What to produce:
Copy out all of the material below line for line, changing nothing.

Pointing entries for named objects:
-- Start --

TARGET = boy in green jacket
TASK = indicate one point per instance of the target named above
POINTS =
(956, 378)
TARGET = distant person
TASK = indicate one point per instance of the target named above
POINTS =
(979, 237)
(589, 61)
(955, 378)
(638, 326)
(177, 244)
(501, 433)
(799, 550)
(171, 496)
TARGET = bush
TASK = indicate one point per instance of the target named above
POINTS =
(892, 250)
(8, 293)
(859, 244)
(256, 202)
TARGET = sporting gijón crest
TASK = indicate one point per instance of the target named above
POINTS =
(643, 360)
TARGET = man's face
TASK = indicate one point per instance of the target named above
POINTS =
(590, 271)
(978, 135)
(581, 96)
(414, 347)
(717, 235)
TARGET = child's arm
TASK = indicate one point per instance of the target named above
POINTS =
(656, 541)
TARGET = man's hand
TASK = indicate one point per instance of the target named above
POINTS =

-- End --

Written response:
TARGET = boy in green jacket
TASK = indicate one point per instance of the target named above
POINTS =
(956, 378)
TARGET = distant person
TASK = indicate one point per instance of the target named above
POINTS =
(979, 237)
(589, 61)
(955, 378)
(638, 326)
(177, 244)
(501, 433)
(799, 550)
(171, 496)
TARGET = bush
TASK = indicate one point per instance of the target named above
POINTS =
(892, 250)
(8, 293)
(859, 244)
(256, 202)
TARGET = sporting gijón crest
TASK = indicate one point per instance of the target named above
POINTS =
(643, 360)
TARGET = man's face
TASK = indicate one point per instance of the target named above
POINTS =
(590, 271)
(978, 135)
(581, 96)
(414, 347)
(717, 235)
TARGET = child's arm
TASK = indicate one point per instance of the target named above
POINTS =
(656, 541)
TARGET = man's hand
TASK = indicate one point per instance of the target named above
POINTS =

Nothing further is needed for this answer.